TEXTE FOURNI:
::::

MOYENS ET PRÉTENTIONS DES PARTIES

Vu les conclusions de la société Arisa après réouverture des débats, notifiées le 23 mai 2022 par lesquelles elle demande à la cour de :

Vu les articles L. 211-9 et L. 211-13 du code des assurances,

- débouter M. [Y] [T] et Mme [U] [T], pris en leur qualité de représentants légaux de [V] [T] de leurs demandes au titre des intérêts doublés prévus par les articles L. 211-9 et L. 211-13 du code des assurances.

Vu les conclusions des consorts [T] sur réouverture des débats, notifiées le 25 mai 2022, aux termes desquelles ils demandent à la cour, au visa notamment des articles L. 211-9 et L. 211-13 du code des assurances et de l'article 1343-2 du code civil, de :

- débouter la société Arisa de ses demandes, fins et conclusions,

- infirmer le jugement en ce qu'il a condamné la société Arisa à payer à M. [Y] [T] et Mme [U] [T], ès qualités, les intérêts au double du taux légal sur le montant de l'offre effectuée le 26 octobre 2010, avant imputation de la créance des tiers payeurs et déduction des provisions versées à compter du 12 avril 2010 et jusqu'au 26 octobre 2010,

Statuant à nouveau,

- juger que la société Arisa n'a pas formulé d'offre dans les délais qui lui était impartis par l'article L. 211-9 du code des assurances,

- en conséquence, condamner la société Arisa à payer à M. [V] [T] les intérêts au double du taux légal sur le montant total de l'évaluation faite de son préjudice, en ce comprise la créance des organismes sociaux et les provisions versées, du 13 avril 2010 jusqu'à ce que la décision à intervenir devienne définitive et, subsidiairement, du 15 juillet 2017 jusqu'à la date à laquelle la décision à intervenir deviendra définitive,

- juger que, conformément aux dispositions de l'article 1343-2 du code civil, les intérêts échus depuis au moins une année seront capitalisés et porteront eux-mêmes intérêts au taux légal,

- condamner la société Arisa à verser à M. [V] [T], dans le cadre de cette réouverture des débats, une indemnité de 2 000 euros au titre de l'article 700 du code de procédure civile ,

- rendre l'arrêt à intervenir commun à la CPAM,

- condamner la société Arisa aux entiers dépens avec distraction au profit de Maître Frédéric Le Bonnois, avocat, par application des articles 699 et suivants du code de procédure civile.

::::

LIGNES DE DONNÉES:
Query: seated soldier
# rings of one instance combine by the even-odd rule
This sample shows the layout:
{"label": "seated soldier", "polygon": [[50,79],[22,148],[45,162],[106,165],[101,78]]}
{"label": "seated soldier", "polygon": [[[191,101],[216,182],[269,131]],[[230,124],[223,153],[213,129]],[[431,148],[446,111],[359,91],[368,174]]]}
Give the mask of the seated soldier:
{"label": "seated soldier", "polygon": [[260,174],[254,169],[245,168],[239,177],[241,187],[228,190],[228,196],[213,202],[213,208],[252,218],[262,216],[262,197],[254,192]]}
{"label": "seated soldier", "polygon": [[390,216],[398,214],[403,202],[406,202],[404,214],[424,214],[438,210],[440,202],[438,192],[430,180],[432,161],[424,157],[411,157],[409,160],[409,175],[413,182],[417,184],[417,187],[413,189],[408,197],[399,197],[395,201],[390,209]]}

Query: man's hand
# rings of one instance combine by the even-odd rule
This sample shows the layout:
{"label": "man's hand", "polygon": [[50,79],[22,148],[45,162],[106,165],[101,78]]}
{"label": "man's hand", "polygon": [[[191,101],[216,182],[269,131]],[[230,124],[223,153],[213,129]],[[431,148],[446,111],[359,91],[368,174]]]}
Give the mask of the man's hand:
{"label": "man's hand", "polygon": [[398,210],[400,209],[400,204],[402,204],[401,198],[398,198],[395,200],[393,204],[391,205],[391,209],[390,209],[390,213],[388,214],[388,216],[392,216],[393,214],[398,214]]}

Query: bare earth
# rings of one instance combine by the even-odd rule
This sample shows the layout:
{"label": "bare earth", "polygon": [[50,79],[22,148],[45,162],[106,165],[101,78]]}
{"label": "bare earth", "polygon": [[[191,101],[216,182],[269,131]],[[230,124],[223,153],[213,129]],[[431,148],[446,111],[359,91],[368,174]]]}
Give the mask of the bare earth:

::::

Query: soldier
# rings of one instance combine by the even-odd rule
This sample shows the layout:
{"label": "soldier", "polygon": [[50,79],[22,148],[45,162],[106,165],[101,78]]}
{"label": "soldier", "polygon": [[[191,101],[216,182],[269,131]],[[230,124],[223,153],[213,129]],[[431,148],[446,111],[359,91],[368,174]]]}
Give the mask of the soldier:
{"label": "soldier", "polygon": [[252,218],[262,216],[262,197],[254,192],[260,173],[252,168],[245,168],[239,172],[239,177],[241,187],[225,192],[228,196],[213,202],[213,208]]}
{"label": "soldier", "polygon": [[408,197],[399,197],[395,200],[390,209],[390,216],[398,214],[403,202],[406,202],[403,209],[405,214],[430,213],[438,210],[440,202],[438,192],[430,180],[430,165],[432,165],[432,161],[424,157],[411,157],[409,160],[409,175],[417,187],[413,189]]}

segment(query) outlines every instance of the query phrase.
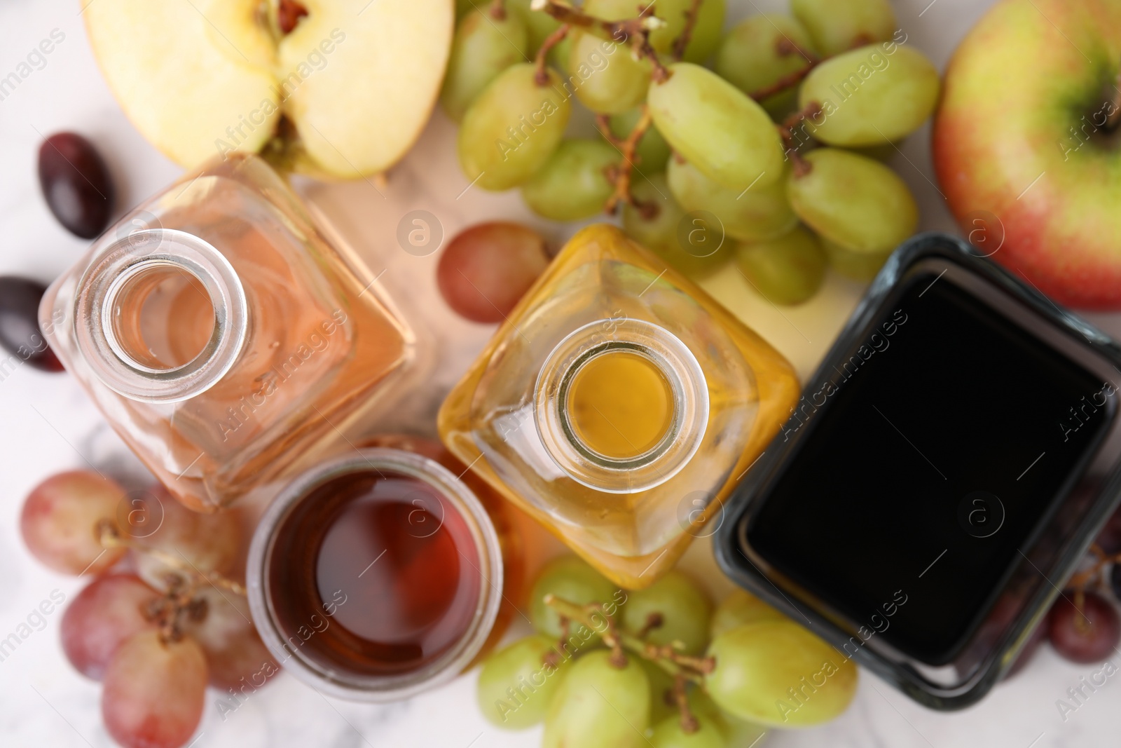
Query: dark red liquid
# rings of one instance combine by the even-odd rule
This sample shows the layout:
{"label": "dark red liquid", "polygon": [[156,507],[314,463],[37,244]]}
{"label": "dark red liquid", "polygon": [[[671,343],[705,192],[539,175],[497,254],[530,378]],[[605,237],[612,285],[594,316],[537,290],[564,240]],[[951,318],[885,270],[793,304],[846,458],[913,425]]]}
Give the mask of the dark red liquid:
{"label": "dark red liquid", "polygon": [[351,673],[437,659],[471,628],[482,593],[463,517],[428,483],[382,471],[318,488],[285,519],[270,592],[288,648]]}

::::

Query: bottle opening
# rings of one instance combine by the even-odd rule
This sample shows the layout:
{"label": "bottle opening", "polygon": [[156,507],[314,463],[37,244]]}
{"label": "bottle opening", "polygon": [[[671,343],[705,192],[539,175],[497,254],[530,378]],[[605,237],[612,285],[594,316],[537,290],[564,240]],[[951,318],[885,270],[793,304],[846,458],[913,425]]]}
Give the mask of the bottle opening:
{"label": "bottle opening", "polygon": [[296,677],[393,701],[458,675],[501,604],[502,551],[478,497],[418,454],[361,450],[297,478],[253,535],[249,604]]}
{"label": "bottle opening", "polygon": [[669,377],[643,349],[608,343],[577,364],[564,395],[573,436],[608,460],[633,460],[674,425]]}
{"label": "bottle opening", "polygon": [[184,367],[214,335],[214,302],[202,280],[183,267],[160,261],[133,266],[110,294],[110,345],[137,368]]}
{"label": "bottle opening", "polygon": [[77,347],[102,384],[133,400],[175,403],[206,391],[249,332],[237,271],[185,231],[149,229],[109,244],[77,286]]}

::::

OBJECTIF:
Extrayez sans aucune modification le passage du texte fourni qui commence à « - débouter M. » et se termine à « code des assurances. ».

SOLUTION PROPOSÉE:
- débouter M. [Y] [T] et Mme [U] [T], pris en leur qualité de représentants légaux de [V] [T] de leurs demandes au titre des intérêts doublés prévus par les articles L. 211-9 et L. 211-13 du code des assurances.